Selected text »

§ §

Pickett had a tryout with the Tennessee Titans on August 23, 2020.

===Montreal Alouettes===
Pickett signed with the Montreal Alouettes of the CFL on June 9, 2021. In his first season, he played in 14 regular season games where he had 23 defensive tackles, 12 special teams tackles, one sack, one interception, and one forced fumble. In 2022, Pickett played in 16 regular season games and recorded 73 defensive tackles, seven special teams tackles, four sacks, one interception, three forced fumbles and two fumble recoveries. He became a free agent upon the expiry of his contract on February 14, 2023.

===Toronto Argonauts (first stint)===
On the first day of free agency, on February 14, 2023, it was announced that Pickett had signed with the Toronto Argonauts to a one-year deal. He played in all 18 regular season games where he recorded a career-high 105 defensive tackles, 19 special teams tackles, six sacks, and one forced fumble. He was named an East Division All-Star for the first time in his career and also a CFL All-Star. On February 6, 2024, he was granted an early release by the Argonauts.

§ §

Supplied entries »
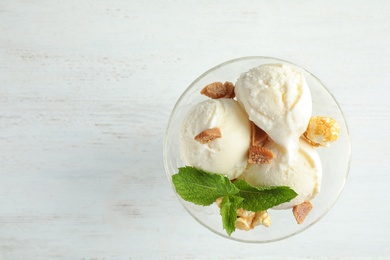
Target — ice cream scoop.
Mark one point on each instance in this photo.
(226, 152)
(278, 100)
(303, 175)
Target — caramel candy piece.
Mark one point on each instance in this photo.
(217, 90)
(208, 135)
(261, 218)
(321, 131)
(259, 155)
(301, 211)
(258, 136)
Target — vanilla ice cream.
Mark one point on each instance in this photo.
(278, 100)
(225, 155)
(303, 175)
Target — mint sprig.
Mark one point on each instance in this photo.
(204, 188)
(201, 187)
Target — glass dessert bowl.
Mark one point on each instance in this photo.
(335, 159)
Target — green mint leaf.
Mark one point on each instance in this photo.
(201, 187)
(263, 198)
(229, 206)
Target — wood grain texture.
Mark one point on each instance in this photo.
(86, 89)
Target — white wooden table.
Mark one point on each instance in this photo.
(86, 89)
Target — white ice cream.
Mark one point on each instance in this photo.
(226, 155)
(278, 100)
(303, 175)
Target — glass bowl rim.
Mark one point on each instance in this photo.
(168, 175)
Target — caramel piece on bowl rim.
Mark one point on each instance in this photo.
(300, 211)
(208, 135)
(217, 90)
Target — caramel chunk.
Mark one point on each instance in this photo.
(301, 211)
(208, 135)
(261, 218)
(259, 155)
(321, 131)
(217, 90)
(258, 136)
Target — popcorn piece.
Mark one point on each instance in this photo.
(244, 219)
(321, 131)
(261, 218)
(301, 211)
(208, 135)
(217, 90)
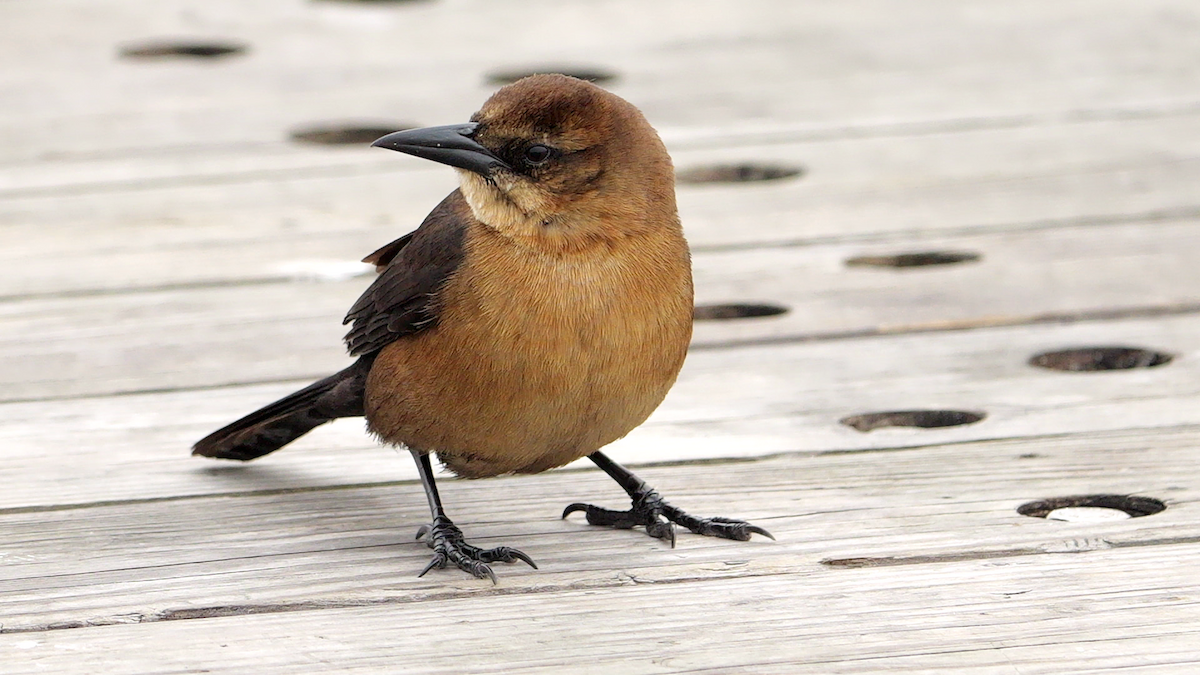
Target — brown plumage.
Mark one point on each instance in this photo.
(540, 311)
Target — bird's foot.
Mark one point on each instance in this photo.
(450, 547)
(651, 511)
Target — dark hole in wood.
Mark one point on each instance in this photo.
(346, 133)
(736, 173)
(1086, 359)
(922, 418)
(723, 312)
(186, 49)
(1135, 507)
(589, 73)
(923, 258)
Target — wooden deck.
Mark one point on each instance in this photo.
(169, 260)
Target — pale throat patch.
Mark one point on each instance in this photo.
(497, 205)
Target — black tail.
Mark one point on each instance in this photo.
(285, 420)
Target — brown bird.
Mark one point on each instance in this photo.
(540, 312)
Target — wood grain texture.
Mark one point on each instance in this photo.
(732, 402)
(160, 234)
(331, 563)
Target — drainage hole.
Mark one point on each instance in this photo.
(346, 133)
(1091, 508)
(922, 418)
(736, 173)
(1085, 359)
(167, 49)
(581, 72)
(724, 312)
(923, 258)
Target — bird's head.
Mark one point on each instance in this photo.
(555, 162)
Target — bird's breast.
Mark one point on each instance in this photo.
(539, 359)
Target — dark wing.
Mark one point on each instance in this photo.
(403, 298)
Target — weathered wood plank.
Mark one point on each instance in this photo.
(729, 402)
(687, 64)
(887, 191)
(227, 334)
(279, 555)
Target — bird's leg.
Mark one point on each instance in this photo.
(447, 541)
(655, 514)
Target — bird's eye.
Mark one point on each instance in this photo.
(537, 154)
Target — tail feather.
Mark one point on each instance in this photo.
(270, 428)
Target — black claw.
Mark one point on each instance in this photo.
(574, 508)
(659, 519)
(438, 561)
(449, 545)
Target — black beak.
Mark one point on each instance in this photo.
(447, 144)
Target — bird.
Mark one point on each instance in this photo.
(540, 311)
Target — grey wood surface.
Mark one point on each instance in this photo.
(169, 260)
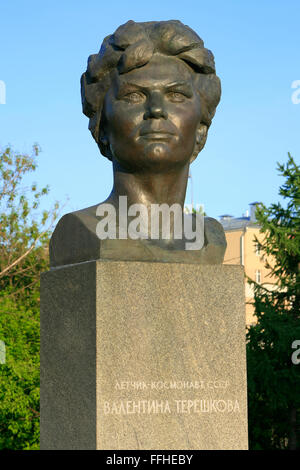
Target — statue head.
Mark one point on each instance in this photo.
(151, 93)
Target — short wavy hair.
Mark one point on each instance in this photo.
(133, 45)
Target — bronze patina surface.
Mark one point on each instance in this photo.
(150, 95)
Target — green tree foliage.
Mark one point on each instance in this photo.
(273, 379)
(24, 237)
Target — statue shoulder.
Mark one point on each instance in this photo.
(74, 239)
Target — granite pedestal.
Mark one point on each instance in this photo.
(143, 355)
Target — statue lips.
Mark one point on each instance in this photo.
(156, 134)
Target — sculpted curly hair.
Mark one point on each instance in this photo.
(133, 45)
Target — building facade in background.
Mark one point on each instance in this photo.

§ §

Problem statement » Write out the text on Pickett's football career word for word, beginning at "Pickett had a" and ending after "February 14, 2023.".

Exercise response »
Pickett had a tryout with the Tennessee Titans on August 23, 2020.

===Montreal Alouettes===
Pickett signed with the Montreal Alouettes of the CFL on June 9, 2021. In his first season, he played in 14 regular season games where he had 23 defensive tackles, 12 special teams tackles, one sack, one interception, and one forced fumble. In 2022, Pickett played in 16 regular season games and recorded 73 defensive tackles, seven special teams tackles, four sacks, one interception, three forced fumbles and two fumble recoveries. He became a free agent upon the expiry of his contract on February 14, 2023.